ASSIGNMENT: Pull every line of the entries below into your answer word for word, leaving out the pictures.

DATA FOR THIS EXERCISE:
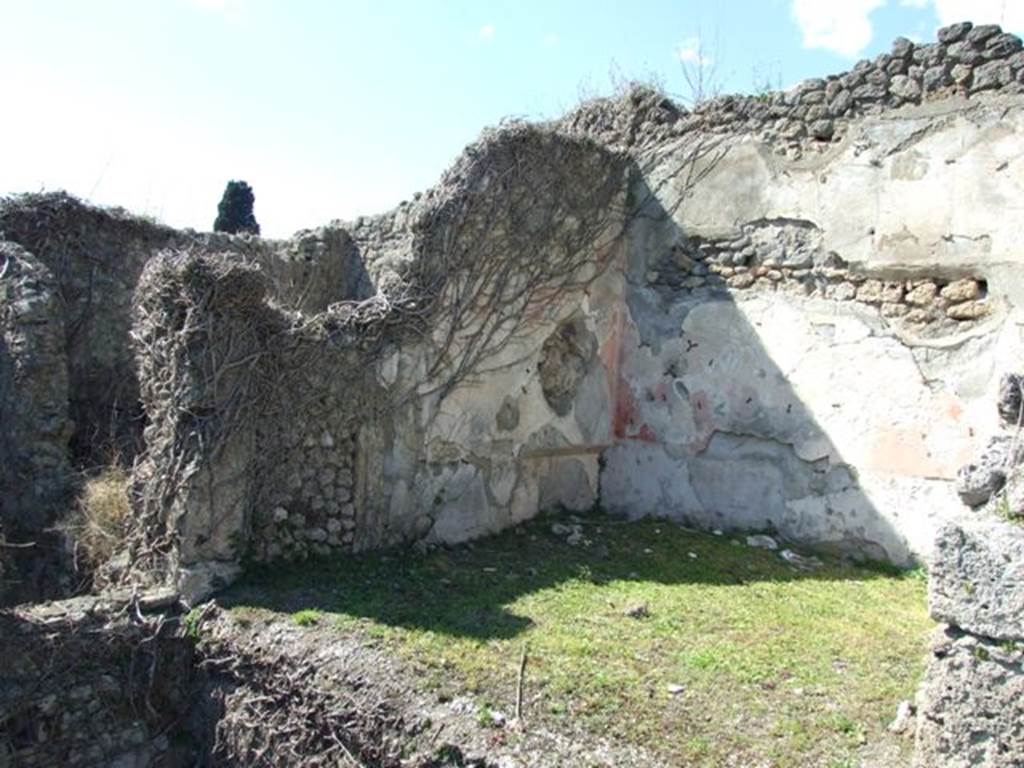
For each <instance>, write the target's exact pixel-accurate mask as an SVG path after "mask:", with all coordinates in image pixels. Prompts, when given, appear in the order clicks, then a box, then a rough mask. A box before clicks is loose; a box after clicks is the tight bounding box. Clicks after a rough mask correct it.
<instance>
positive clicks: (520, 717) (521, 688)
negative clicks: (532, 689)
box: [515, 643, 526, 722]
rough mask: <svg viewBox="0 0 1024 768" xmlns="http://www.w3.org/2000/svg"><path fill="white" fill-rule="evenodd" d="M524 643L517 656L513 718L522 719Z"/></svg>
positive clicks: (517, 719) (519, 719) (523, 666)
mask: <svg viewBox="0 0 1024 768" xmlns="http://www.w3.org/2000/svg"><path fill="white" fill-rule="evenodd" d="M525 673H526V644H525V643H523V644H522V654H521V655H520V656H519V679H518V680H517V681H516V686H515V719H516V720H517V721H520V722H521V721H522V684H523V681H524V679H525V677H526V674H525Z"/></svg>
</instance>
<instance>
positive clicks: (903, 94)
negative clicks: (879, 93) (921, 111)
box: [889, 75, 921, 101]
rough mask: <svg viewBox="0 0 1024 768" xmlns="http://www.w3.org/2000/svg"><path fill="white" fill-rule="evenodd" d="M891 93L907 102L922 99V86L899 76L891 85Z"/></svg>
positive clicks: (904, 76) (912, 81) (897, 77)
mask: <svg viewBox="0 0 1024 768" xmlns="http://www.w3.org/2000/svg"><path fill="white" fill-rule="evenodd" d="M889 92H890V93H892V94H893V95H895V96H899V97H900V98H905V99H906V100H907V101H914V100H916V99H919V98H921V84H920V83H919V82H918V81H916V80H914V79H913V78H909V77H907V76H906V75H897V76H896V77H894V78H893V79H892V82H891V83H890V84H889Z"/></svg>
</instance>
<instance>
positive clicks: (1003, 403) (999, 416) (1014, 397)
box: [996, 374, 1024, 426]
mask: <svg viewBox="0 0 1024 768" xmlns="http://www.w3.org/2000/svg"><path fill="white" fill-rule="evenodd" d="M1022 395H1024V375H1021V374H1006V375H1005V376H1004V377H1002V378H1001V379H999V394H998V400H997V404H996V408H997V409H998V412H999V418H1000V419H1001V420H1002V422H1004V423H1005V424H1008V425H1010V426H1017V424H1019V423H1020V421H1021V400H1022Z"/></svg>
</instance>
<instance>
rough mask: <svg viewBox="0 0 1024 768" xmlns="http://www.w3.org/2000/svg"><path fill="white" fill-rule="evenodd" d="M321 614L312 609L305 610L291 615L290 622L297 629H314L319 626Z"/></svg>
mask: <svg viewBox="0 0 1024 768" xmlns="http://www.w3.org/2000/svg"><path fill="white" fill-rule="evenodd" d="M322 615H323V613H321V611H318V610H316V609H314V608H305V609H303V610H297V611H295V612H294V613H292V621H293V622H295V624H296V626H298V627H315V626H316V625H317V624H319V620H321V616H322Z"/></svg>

TASK OUTPUT:
For each <instance>, write the target's exact pixel-accurate mask as an SVG path after "mask:", with all coordinates in image pixels. Prompts, when given, appear in the order clicks, then a box, then a rough mask. A box before clicks is loose; a box after clicks is the tight bounding box. Clicks after a rough mask correct it.
<instance>
positive clicks: (520, 717) (521, 688)
negative clicks: (532, 689)
box: [515, 643, 526, 722]
rough mask: <svg viewBox="0 0 1024 768" xmlns="http://www.w3.org/2000/svg"><path fill="white" fill-rule="evenodd" d="M524 643L517 656L513 718L522 719Z"/></svg>
positive clicks: (517, 719) (519, 719) (523, 666)
mask: <svg viewBox="0 0 1024 768" xmlns="http://www.w3.org/2000/svg"><path fill="white" fill-rule="evenodd" d="M525 673H526V644H525V643H523V644H522V654H521V655H520V656H519V679H518V680H517V681H516V686H515V719H516V720H517V721H520V722H521V721H522V684H523V681H524V679H525V677H526V674H525Z"/></svg>
</instance>
<instance>
positive clicks: (903, 94)
negative clicks: (879, 93) (921, 111)
box: [889, 75, 921, 101]
rough mask: <svg viewBox="0 0 1024 768" xmlns="http://www.w3.org/2000/svg"><path fill="white" fill-rule="evenodd" d="M891 93L907 102L922 99V86L899 76L891 85Z"/></svg>
positive clicks: (904, 76) (912, 81) (897, 77)
mask: <svg viewBox="0 0 1024 768" xmlns="http://www.w3.org/2000/svg"><path fill="white" fill-rule="evenodd" d="M889 92H890V93H892V94H893V95H895V96H899V97H900V98H905V99H906V100H907V101H914V100H916V99H919V98H921V84H920V83H919V82H918V81H916V80H914V79H913V78H909V77H907V76H906V75H897V76H896V77H894V78H893V79H892V82H891V83H890V84H889Z"/></svg>
</instance>
<instance>
positive clicks: (1003, 403) (999, 416) (1014, 397)
box: [996, 374, 1024, 426]
mask: <svg viewBox="0 0 1024 768" xmlns="http://www.w3.org/2000/svg"><path fill="white" fill-rule="evenodd" d="M1022 395H1024V375H1021V374H1006V375H1005V376H1004V377H1002V378H1001V379H999V394H998V400H997V404H996V408H997V409H998V412H999V418H1000V419H1001V420H1002V422H1004V423H1005V424H1008V425H1010V426H1017V424H1019V423H1020V421H1021V400H1022Z"/></svg>
</instance>
<instance>
rough mask: <svg viewBox="0 0 1024 768" xmlns="http://www.w3.org/2000/svg"><path fill="white" fill-rule="evenodd" d="M321 614L312 609L305 610L291 615L290 622L297 629H314L319 626Z"/></svg>
mask: <svg viewBox="0 0 1024 768" xmlns="http://www.w3.org/2000/svg"><path fill="white" fill-rule="evenodd" d="M322 615H323V613H321V611H318V610H316V609H314V608H305V609H303V610H297V611H295V612H294V613H292V621H293V622H295V624H296V626H298V627H315V626H316V625H317V624H319V620H321V616H322Z"/></svg>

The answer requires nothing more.